■ **Supplied material**
§ §

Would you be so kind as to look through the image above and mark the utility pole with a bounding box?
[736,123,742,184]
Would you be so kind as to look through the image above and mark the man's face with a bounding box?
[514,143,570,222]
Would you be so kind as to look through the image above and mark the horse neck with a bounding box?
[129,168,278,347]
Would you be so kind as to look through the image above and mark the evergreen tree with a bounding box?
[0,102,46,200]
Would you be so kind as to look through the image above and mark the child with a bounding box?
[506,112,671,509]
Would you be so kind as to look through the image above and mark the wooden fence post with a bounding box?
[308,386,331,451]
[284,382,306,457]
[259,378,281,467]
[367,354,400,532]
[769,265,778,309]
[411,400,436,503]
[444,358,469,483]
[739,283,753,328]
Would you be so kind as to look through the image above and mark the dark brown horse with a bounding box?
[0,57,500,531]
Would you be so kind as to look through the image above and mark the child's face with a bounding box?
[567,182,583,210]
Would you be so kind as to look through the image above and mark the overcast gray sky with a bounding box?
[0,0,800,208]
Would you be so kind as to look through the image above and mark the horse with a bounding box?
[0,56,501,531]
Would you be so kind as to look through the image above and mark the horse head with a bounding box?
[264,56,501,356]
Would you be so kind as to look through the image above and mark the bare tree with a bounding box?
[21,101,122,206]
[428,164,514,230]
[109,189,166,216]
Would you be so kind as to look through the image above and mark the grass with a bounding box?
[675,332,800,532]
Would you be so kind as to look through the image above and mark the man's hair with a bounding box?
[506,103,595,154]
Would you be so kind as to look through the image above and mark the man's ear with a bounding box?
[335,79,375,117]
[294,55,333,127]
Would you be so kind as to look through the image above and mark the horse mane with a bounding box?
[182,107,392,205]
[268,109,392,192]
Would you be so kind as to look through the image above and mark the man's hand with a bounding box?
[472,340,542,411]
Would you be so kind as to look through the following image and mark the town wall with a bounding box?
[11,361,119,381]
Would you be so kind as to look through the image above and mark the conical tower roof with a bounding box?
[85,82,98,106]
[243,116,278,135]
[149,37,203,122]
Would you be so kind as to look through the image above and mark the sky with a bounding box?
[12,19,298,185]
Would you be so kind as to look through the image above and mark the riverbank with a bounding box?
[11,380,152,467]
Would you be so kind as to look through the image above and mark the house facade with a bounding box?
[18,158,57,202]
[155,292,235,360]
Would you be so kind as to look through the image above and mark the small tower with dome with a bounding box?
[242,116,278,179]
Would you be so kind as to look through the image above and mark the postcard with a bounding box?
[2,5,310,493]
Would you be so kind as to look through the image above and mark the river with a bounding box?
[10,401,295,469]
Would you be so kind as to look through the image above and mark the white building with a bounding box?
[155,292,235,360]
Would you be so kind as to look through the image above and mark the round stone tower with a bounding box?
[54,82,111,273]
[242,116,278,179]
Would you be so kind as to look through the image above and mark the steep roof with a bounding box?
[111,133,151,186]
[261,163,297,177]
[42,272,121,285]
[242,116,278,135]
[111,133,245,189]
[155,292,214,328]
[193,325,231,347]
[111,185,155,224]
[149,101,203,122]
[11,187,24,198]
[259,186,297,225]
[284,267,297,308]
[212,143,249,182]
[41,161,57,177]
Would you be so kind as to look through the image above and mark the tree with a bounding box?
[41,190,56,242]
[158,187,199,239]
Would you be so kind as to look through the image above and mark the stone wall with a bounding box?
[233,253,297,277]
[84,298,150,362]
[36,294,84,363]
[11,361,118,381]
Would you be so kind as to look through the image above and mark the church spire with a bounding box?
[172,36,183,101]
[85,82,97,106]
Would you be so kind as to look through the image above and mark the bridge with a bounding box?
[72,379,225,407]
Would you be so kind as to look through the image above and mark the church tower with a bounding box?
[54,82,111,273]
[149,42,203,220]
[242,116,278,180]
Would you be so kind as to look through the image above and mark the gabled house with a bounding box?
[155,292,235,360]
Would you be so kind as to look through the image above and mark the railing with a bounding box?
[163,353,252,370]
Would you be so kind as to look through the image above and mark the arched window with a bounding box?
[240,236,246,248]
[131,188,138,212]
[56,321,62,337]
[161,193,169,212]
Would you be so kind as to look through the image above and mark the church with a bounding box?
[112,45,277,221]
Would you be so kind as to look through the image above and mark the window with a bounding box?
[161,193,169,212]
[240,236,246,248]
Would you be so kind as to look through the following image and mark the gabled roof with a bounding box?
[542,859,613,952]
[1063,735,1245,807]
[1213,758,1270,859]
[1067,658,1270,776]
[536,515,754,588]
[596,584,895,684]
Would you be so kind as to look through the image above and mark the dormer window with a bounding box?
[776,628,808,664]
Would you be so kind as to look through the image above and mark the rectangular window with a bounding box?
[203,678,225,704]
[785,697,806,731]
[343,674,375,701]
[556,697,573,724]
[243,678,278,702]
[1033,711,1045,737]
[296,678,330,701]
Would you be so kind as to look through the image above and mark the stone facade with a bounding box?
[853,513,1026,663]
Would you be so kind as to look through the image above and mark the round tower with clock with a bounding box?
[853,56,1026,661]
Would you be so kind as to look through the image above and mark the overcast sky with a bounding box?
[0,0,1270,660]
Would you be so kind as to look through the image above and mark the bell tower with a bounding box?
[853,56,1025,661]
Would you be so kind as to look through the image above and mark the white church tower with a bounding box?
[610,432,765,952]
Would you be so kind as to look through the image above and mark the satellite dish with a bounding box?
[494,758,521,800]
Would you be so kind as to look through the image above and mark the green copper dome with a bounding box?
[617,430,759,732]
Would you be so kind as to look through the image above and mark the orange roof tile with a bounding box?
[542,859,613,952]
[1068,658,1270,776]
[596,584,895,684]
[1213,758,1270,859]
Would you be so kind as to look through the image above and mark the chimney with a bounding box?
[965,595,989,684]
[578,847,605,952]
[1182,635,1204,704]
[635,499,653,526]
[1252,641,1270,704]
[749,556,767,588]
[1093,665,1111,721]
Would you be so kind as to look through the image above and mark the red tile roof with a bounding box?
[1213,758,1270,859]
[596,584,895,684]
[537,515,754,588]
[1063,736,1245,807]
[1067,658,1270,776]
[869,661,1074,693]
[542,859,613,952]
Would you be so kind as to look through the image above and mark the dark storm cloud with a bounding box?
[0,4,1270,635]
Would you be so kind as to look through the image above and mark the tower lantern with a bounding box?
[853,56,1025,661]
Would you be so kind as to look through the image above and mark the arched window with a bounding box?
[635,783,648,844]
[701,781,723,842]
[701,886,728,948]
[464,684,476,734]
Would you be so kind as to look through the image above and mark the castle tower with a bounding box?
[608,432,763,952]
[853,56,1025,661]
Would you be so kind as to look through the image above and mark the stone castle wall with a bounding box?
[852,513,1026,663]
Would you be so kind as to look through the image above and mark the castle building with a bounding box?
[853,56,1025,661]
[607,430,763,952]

§ §

■ **Task prompt**
Copy out every line of the data above word for word, keeping the original order.

■ **Task response**
Would you be so kind as to look through the image above and mark the utility pole with a bounding box?
[736,123,742,184]
Would you be so kind as to look through the image above and mark the man's face with a bounding box?
[514,143,570,222]
Would you be so kind as to look through the image above and mark the horse neck with a bounding box?
[129,168,278,347]
Would you be so kind as to look through the image above and mark the evergreen tree with a bounding box?
[0,102,46,200]
Would you be so kind as to look through the image above and mark the child with a bounding box?
[506,112,671,509]
Would you be so kind as to look through the image above and mark the wooden fence post with a bounding box?
[308,386,331,451]
[284,382,306,457]
[259,378,281,467]
[367,354,400,532]
[769,265,778,309]
[411,400,436,503]
[444,358,469,483]
[739,283,753,328]
Would you be so kind as to look through the image above and mark the dark brown horse with a bounding box?
[0,57,500,531]
Would you be so kind as to look through the image above and mark the child's face with a bounding box?
[567,182,583,210]
Would you be so kind as to look through the image above and mark the overcast gray sky with a bounding box?
[0,0,800,208]
Would you be so kind as to look through the image above and mark the horse with a bounding box?
[0,56,501,531]
Would you be so kind as to look through the image above and mark the horse head with a bounding box?
[264,56,501,356]
Would you be so kind as to look through the image above and mark the bare tree with a bounding box?
[21,101,122,206]
[428,164,514,230]
[109,189,166,216]
Would you be so kind as to look through the image above and mark the grass with a bounding box?
[675,332,800,532]
Would you be so kind as to look through the image above and mark the man's hair with a bounding box?
[506,103,595,154]
Would you be so kind as to look through the image above and mark the man's ear with a bounding box?
[335,79,375,117]
[294,55,333,127]
Would you be so kind as to look through the image above and mark the horse mane with a bounding box?
[182,107,392,205]
[268,109,392,192]
Would you be so kind as to look through the image above and mark the man's hand with a bounding box?
[472,340,542,411]
Would you be so kind as to look through the following image and mark the town wall with a bounding box?
[11,361,119,381]
Would you be so kind as to look through the image above and mark the conical tower roof with a bounding box?
[85,82,98,106]
[243,116,278,135]
[149,37,203,122]
Would you be so kind as to look through the image above and mark the sky with a bounding box?
[12,19,298,185]
Would you be so kind as to look through the image above and mark the riverbank with a bounding box?
[11,380,152,467]
Would you be so kind as to look through the image above and mark the house facade with a bounding box?
[18,158,57,202]
[155,292,235,360]
Would you be so kind as to look through the image above and mark the small tower with dome with a bounding box?
[242,116,278,179]
Would you be so kind as to look through the image above and mark the postcard with a bounding box?
[2,5,310,493]
Would you be so kind as to look through the image above and mark the river with a bounding box?
[10,401,295,469]
Would you be so kind as to look through the image above and mark the white building with a bounding box?
[155,292,235,360]
Would you be so kind as to look through the image above and mark the round stone tower with a bounding box?
[54,82,111,273]
[242,116,278,179]
Would you be so kind as to look through the image above and mark the steep roof with a bounding box?
[111,133,151,186]
[261,163,297,177]
[42,272,121,285]
[242,116,278,135]
[111,133,245,189]
[155,292,214,328]
[193,325,231,347]
[111,185,155,224]
[149,101,203,122]
[11,187,24,198]
[259,186,297,225]
[284,267,297,308]
[212,143,249,182]
[41,161,57,177]
Would you be so kind as to look through the image above and mark the tree with a bounding box?
[41,190,56,242]
[158,187,199,239]
Would you be so kind as to look through the image above and mark the stone wall with a bounding box?
[233,253,297,277]
[84,298,150,362]
[36,294,84,363]
[11,361,118,381]
Would you be so kind as to look through the image above and mark the church spire with a bounding box?
[172,36,183,101]
[85,82,97,106]
Would you be so kind as to look through the image above and mark the bridge with a bounding box?
[72,379,225,407]
Would you be so kind as to look through the image above and mark the church tower with a bounding box?
[54,82,111,273]
[149,42,203,220]
[242,116,278,180]
Would you be so kind as to look through the image above and mark the gabled house with a bounding box?
[155,292,235,360]
Would you be so kind as to look through the image above and mark the railing with a bounding box?
[163,353,252,370]
Would you be so kind as to look through the image above and mark the arched window with a bounding box?
[240,236,246,248]
[131,188,138,212]
[56,321,62,337]
[161,193,169,212]
Would you be so kind as to look through the image above and mark the church with a bounding box?
[112,45,277,221]
Would you be so kind as to look through the image above and mark the window with a bounding box?
[161,193,169,212]
[240,236,246,248]
Would you be so kind as to look through the following image and mark the gabled roof with a bounding box?
[542,859,613,952]
[1063,735,1245,807]
[1213,758,1270,859]
[1067,658,1270,776]
[536,515,754,588]
[596,584,895,684]
Would you be so kind as to look through the image above and mark the dormer window with a bounding box?
[776,628,808,664]
Would you be so kind as to look through the image above and mark the rectangular window with a bounding box?
[203,678,225,704]
[785,697,806,731]
[343,674,375,701]
[556,697,573,724]
[243,678,278,702]
[1033,711,1045,737]
[296,678,330,701]
Would you be so kind as to look through the image above and mark the stone facade with a bounding box?
[853,513,1026,663]
Would you be so kind as to look through the image above and mark the round tower with clock with a bounding box?
[853,56,1026,661]
Would you be so kind as to look through the image above and mark the overcast sky with a bounding box?
[0,0,1270,660]
Would you be so kind as to look through the image above and mark the bell tower with a bounding box?
[853,56,1025,661]
Would you be so kind as to look through the image above and mark the white church tower with a bounding box?
[610,432,765,952]
Would you be so kind as to look through the image above and mark the satellite dish with a bounding box?
[494,758,521,800]
Would you be so kind as to look through the image above and mark the green copper dome with a bounding box?
[617,430,759,732]
Would you be so kind as to look through the image above and mark the orange roof tile with a bounding box?
[542,859,613,952]
[1068,658,1270,776]
[596,584,895,684]
[1213,758,1270,859]
Would you be so kind as to look through the image above and mark the chimney with a bounding box?
[965,595,989,684]
[578,847,605,952]
[1182,635,1204,704]
[635,499,653,526]
[1252,641,1270,704]
[749,556,767,588]
[1093,665,1111,721]
Would you be so kind as to look through the image above and mark the red tile roof with a bounding box?
[1213,758,1270,859]
[596,584,895,684]
[537,515,754,588]
[1063,736,1245,807]
[1067,658,1270,776]
[869,661,1074,693]
[542,859,613,952]
Would you be so kind as to look through the image above and mark the dark storm cloud with a bounding box?
[0,4,1270,635]
Would you be so kind as to look through the image above and mark the tower lantern with a bounding box?
[853,56,1025,661]
Would you be so kind as to look through the image above and mark the arched window with a bounding box?
[635,783,648,844]
[701,781,723,842]
[701,886,728,948]
[464,684,476,734]
Would you be so kind as to look through the image above and mark the castle tower with a bounding box?
[608,432,763,952]
[853,56,1025,661]
Would you be so kind as to look through the image above and mark the stone castle wall with a bounding box?
[852,513,1026,663]
Would you be so kind as to look through the image above and mark the castle building with a bounding box?
[853,56,1025,661]
[607,430,763,952]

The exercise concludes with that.